Passage

There are no further entries.

The Shrine
 
The roof of the shrine is of a sturdy, black-lacquered wood which has suffered little from time and the elements. There are steps up the south side of the pyramid. The doors are locked.

1. The Outer Shrine. There is an altar stone of blue marble against the north wall, under a silver crescent moon and azure beetle - one of the insignia of Lord Ksarul.

2. Side-chapel. Behind a locked bronze grille is a small shrine to Ey’un, Knower of Skills, the aspect of Lord Ksarul to whom this temple was particularly dedicated. There is a small steel (AD&D: platinum; RQ: iron) statue of the skeletal Ey’un. This is worth up to 150,000 kaitars / 75,000gps / 150,000 lunars, although it would be considered an act of terrible sacrilege if anyone less than a Cardinal of the priesthood of Lord Ksarul were to remove it from the shrine. AD&D players should not be given its full XP value, if it is taken. (It should be worth about 3,000XP).

3. Steps lead down within the pyramid.

4. A landing. The steps continue down and there is an archway to the east, from the chamber beyond which issue forth four Hra:

HRA
RQ: 6-point armour; HP20, 21, 22, 23; Move: 8; POW: 14; Sword (1d10+1+2d6), SR7, 75%; will regenerate unless slain by magic; can detect life at no POW cost.

Task to complete
Lift out the shrine passage word for word, from "2. Side-chapel. Behind" up to and including "within the pyramid.". The items come from a separate source unrelated to the shrine passage.

Provided material
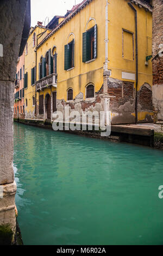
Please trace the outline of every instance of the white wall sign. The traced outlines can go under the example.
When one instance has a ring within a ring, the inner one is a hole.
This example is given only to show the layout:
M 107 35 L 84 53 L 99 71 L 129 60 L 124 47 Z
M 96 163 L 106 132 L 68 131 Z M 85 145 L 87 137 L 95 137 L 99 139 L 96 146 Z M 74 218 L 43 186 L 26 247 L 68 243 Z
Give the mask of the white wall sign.
M 127 73 L 126 72 L 122 72 L 122 78 L 135 81 L 135 74 L 133 73 Z

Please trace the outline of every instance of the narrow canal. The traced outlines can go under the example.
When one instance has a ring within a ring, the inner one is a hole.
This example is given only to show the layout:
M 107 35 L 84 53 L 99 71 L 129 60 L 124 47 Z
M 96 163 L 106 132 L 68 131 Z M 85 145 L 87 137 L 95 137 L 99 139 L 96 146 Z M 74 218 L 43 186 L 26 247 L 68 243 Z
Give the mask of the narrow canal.
M 14 123 L 25 245 L 162 245 L 163 153 Z

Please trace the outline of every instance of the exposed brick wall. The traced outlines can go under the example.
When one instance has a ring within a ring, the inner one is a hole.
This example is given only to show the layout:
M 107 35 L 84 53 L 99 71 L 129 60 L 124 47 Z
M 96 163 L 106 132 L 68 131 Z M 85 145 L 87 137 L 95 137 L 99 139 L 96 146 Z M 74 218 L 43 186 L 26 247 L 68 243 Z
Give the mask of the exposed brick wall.
M 142 86 L 137 93 L 138 103 L 141 106 L 142 110 L 152 111 L 152 92 L 146 86 Z
M 110 99 L 111 109 L 117 108 L 120 106 L 129 101 L 133 104 L 134 100 L 134 83 L 124 82 L 121 83 L 108 83 L 108 93 L 110 95 L 115 96 Z
M 163 57 L 158 55 L 163 44 L 163 0 L 153 0 L 153 104 L 154 123 L 163 120 Z
M 153 0 L 153 57 L 159 51 L 163 44 L 163 0 Z M 163 83 L 163 57 L 157 57 L 152 62 L 153 84 Z

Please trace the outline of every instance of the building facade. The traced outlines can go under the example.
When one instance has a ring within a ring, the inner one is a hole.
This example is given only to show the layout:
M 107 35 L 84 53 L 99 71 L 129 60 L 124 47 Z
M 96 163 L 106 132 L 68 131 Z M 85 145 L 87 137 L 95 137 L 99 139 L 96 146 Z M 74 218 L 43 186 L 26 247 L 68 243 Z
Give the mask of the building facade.
M 24 76 L 25 52 L 17 60 L 16 80 L 14 89 L 14 118 L 24 119 Z
M 153 0 L 153 104 L 154 130 L 163 134 L 163 1 Z M 162 138 L 163 145 L 163 139 Z M 163 146 L 162 146 L 163 147 Z
M 51 30 L 37 40 L 36 59 L 34 53 L 25 57 L 26 118 L 51 122 L 53 113 L 64 114 L 66 106 L 81 114 L 109 108 L 112 124 L 153 121 L 148 2 L 84 0 L 64 17 L 55 16 Z M 32 86 L 29 74 L 35 66 Z
M 38 21 L 35 27 L 31 27 L 29 35 L 25 47 L 24 67 L 24 113 L 27 119 L 34 119 L 36 114 L 36 89 L 37 41 L 41 35 L 47 36 L 51 31 Z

Response
2. Side-chapel. Behind a locked bronze grille is a small shrine to Ey’un, Knower of Skills, the aspect of Lord Ksarul to whom this temple was particularly dedicated. There is a small steel (AD&D: platinum; RQ: iron) statue of the skeletal Ey’un. This is worth up to 150,000 kaitars / 75,000gps / 150,000 lunars, although it would be considered an act of terrible sacrilege if anyone less than a Cardinal of the priesthood of Lord Ksarul were to remove it from the shrine. AD&D players should not be given its full XP value, if it is taken. (It should be worth about 3,000XP).

3. Steps lead down within the pyramid.